- Requirements: Copy out, unchanged, the stretch of the items from their start through the line that contains "pixel 581 620".

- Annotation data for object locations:
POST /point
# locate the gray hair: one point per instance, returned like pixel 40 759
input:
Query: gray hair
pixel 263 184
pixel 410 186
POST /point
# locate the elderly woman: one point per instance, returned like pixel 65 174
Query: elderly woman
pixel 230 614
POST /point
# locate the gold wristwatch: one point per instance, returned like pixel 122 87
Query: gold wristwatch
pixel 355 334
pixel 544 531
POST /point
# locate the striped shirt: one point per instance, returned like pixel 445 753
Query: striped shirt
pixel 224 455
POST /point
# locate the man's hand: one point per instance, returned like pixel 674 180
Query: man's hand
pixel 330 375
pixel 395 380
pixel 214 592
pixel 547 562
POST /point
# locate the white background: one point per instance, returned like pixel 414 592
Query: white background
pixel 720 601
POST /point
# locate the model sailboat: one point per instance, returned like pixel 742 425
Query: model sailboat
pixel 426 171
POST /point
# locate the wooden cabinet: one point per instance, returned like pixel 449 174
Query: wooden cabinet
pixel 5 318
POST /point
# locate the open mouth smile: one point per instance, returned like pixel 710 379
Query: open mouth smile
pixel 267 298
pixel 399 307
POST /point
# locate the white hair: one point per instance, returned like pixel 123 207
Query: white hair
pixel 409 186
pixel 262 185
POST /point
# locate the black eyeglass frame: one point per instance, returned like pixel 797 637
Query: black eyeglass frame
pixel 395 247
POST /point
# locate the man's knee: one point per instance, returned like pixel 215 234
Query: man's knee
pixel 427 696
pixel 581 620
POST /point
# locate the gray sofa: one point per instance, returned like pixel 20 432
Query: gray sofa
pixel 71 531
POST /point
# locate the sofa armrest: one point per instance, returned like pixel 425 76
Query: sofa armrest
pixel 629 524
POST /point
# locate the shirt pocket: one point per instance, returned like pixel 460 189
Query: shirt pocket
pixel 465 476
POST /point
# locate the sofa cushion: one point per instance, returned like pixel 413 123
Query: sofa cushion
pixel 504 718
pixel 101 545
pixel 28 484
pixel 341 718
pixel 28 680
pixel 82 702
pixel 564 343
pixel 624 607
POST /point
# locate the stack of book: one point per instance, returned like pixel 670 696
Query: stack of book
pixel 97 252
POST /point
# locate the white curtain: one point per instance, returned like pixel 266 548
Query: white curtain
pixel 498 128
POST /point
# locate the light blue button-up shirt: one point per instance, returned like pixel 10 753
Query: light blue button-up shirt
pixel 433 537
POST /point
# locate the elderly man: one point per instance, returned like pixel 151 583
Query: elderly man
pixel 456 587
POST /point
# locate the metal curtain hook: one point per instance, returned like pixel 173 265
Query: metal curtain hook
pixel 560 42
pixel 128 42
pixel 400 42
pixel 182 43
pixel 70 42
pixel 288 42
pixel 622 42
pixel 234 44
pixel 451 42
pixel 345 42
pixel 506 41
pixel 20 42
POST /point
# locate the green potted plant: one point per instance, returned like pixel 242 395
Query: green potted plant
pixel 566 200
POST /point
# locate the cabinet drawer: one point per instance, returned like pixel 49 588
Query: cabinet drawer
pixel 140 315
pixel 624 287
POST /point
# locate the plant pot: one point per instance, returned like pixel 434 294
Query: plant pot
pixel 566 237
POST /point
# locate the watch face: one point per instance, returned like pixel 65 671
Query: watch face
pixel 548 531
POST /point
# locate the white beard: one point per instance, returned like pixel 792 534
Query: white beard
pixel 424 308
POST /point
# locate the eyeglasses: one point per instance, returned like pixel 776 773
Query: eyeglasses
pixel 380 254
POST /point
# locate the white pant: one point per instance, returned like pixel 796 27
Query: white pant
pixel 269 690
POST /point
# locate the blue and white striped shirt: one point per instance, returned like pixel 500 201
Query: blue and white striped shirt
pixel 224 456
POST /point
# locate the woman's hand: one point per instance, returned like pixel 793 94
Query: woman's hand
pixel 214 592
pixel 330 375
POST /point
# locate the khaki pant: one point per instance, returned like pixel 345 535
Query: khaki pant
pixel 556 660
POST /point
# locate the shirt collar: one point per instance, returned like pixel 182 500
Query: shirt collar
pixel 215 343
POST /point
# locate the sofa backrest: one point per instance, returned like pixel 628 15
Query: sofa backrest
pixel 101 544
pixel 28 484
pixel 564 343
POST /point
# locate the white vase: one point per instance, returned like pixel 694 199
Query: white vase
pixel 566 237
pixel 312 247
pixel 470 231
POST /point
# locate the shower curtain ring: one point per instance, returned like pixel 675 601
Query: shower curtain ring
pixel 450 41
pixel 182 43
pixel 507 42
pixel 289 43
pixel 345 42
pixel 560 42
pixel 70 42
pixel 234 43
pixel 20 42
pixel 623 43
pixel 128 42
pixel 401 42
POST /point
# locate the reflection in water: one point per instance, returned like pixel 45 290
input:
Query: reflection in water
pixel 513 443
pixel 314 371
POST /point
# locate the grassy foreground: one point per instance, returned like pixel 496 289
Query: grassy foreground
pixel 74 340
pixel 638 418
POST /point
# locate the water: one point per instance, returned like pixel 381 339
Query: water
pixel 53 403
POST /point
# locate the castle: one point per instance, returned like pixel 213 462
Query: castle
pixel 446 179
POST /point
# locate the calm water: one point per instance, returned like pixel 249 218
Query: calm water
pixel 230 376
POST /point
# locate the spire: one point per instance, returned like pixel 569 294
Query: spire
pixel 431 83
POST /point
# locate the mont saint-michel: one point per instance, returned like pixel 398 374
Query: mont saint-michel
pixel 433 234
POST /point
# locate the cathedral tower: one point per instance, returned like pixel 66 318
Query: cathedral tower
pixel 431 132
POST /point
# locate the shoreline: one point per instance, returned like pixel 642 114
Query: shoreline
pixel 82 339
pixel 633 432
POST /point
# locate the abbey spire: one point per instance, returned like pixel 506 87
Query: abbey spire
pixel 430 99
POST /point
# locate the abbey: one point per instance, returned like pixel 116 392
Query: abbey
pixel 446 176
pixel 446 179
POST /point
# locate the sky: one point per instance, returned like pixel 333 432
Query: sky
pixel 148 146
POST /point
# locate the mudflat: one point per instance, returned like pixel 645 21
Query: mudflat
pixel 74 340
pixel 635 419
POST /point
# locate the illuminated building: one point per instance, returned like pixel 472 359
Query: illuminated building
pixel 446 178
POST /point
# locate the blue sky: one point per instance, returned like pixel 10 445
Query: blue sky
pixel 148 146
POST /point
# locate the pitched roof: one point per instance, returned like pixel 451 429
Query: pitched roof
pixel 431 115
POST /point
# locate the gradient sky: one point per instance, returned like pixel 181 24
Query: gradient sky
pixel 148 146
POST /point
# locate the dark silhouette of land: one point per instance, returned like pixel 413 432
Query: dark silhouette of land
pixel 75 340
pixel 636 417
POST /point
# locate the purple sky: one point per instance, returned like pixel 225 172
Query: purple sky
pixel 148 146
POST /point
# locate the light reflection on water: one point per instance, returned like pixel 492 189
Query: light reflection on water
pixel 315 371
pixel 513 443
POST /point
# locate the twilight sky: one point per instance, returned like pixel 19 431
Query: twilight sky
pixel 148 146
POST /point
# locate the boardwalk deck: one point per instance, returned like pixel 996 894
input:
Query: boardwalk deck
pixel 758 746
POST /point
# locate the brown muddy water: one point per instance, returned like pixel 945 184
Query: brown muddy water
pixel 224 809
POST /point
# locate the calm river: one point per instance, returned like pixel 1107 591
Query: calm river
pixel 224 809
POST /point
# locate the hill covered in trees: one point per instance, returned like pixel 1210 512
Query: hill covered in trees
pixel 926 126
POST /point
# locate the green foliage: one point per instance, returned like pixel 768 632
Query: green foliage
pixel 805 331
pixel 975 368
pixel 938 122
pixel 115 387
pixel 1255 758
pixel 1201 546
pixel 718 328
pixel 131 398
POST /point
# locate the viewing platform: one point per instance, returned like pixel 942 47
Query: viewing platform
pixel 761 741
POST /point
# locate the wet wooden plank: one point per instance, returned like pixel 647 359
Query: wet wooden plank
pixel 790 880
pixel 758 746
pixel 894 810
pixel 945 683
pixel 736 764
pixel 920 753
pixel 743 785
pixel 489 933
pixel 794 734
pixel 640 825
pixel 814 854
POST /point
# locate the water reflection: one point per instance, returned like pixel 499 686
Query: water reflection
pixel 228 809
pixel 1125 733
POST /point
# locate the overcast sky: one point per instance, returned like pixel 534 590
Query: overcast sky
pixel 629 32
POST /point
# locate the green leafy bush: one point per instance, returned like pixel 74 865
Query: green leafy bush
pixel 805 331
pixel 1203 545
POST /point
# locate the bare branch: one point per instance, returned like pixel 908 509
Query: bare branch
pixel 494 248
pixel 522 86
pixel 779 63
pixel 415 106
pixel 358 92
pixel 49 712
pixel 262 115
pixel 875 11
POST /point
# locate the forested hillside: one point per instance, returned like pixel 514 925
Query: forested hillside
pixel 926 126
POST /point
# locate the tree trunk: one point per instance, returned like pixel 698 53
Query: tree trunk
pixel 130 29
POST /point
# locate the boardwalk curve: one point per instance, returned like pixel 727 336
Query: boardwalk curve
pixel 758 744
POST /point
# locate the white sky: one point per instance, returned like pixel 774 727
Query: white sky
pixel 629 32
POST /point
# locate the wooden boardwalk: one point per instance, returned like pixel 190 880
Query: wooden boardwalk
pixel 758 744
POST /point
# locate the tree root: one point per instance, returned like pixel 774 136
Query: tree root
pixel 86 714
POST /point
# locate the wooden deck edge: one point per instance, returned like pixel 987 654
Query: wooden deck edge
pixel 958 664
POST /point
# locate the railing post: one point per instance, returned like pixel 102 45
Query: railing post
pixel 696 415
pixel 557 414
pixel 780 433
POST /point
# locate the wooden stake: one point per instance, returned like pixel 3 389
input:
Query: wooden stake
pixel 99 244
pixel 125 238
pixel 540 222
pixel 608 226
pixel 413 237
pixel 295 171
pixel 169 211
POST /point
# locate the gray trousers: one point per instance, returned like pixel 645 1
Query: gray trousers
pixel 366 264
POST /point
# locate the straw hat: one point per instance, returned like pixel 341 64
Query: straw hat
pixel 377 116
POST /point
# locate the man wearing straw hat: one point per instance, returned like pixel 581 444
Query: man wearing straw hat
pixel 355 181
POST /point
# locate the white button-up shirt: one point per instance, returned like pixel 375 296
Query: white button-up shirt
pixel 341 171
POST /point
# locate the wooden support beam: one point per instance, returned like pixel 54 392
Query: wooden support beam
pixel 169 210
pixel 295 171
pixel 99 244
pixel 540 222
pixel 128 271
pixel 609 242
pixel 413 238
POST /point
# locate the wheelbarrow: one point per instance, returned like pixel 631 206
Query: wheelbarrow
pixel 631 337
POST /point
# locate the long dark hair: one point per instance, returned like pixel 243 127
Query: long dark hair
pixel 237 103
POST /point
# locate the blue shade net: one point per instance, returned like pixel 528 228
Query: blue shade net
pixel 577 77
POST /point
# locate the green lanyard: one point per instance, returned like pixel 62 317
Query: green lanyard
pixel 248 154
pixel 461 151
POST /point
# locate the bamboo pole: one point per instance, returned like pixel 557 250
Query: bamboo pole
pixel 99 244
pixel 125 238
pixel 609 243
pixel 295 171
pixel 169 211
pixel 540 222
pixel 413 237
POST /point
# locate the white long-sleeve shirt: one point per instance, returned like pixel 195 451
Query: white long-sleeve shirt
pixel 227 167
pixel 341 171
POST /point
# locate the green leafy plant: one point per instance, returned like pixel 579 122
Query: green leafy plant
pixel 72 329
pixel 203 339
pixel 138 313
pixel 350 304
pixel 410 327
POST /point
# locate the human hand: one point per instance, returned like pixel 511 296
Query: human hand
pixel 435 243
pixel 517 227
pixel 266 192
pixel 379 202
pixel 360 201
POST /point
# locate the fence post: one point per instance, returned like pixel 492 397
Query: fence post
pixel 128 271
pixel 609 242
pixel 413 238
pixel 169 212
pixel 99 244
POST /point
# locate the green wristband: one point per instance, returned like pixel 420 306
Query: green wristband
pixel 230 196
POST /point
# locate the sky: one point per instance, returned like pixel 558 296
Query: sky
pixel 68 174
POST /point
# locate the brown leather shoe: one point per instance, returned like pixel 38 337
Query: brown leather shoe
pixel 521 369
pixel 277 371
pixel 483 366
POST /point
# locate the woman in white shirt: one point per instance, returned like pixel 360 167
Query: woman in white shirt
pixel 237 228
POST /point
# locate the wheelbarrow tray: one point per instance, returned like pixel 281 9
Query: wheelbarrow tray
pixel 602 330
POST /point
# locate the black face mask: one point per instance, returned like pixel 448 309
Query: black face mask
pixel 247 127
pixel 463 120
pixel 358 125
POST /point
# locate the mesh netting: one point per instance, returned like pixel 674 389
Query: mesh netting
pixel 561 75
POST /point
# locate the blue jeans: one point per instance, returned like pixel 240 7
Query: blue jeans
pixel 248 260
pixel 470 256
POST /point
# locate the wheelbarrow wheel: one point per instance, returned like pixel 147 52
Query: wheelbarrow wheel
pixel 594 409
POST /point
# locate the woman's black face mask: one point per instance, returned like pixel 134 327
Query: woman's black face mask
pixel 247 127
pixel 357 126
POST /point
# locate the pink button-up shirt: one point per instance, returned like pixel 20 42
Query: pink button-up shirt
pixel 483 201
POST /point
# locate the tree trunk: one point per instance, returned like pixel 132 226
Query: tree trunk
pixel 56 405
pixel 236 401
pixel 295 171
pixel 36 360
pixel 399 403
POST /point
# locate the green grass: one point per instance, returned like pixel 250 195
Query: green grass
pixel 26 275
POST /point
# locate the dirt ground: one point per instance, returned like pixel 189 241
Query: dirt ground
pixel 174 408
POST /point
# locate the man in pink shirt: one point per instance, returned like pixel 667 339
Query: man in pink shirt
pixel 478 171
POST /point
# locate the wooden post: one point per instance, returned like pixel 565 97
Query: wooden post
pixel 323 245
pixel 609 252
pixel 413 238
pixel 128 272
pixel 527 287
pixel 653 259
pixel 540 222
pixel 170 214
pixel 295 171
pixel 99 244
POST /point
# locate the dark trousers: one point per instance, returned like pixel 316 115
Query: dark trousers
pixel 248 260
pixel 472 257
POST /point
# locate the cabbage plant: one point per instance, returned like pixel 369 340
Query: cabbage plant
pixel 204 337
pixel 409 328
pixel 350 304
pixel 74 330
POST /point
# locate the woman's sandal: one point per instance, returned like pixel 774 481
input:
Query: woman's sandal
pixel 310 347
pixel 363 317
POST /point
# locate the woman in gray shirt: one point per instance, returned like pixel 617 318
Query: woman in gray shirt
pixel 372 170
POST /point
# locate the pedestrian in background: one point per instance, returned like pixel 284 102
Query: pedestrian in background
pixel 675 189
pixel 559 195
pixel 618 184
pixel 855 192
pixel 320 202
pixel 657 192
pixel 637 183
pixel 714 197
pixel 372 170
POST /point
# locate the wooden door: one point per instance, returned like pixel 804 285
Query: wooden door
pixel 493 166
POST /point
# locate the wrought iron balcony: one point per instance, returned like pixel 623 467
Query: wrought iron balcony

- Expected answer:
POST /point
# locate the gray hair: one point per instance, returned like pixel 40 759
input:
Query: gray hair
pixel 263 184
pixel 410 186
POST /point
# locate the elderly woman: one point per instance, returned like pixel 65 174
Query: elderly woman
pixel 230 614
POST /point
# locate the gold wristwatch: one point per instance, returned like pixel 122 87
Query: gold wristwatch
pixel 355 334
pixel 544 531
POST /point
# locate the striped shirt: one point per instance, returned like pixel 445 753
Query: striped shirt
pixel 224 455
POST /point
# locate the man's hand: one point per instance, returned like pixel 674 180
Query: man's hand
pixel 330 375
pixel 395 380
pixel 214 592
pixel 547 562
POST /point
# locate the white background: one point per instance, returned like pixel 414 592
Query: white background
pixel 720 601
POST /point
# locate the model sailboat: one point per instance, returned like pixel 742 425
Query: model sailboat
pixel 426 171
POST /point
# locate the wooden cabinet: one point per instance, returned like pixel 449 174
Query: wooden cabinet
pixel 5 318
POST /point
# locate the open mouth smile: one point per instance, returned like pixel 710 379
Query: open mouth smile
pixel 267 298
pixel 399 307
POST /point
# locate the white hair: one point per instance, returned like pixel 123 207
Query: white hair
pixel 409 186
pixel 262 185
POST /point
# locate the black eyeglass frame: one point per instance, returned like pixel 797 637
Query: black eyeglass frame
pixel 395 247
POST /point
# locate the man's knee: one point per instance, returned like pixel 215 234
Query: man's knee
pixel 427 696
pixel 581 620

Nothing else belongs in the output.